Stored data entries
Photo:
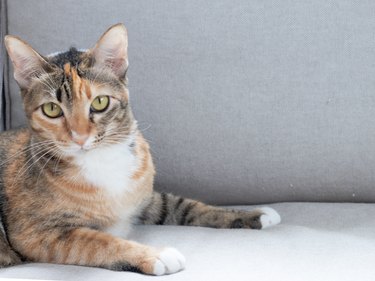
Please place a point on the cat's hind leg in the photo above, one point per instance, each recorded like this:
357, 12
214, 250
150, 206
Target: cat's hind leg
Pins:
7, 256
166, 208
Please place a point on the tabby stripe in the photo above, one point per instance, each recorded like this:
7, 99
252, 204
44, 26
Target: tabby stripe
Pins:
164, 210
186, 212
178, 204
124, 266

* Action item:
Each entry should come back exactly as written, with its pictures omitted.

* Written solution:
Photo:
Please place a point on the cat's hind leg in the photo above, one point per instance, each recorded like this:
357, 12
214, 250
150, 206
Target: cat's hind leg
Pins:
7, 256
166, 208
Please place a point on the tabby stripe in the photo above, one point per instance, each recorded like this:
7, 99
252, 204
44, 26
Target: tabby stripe
Pins:
164, 210
186, 212
178, 204
124, 266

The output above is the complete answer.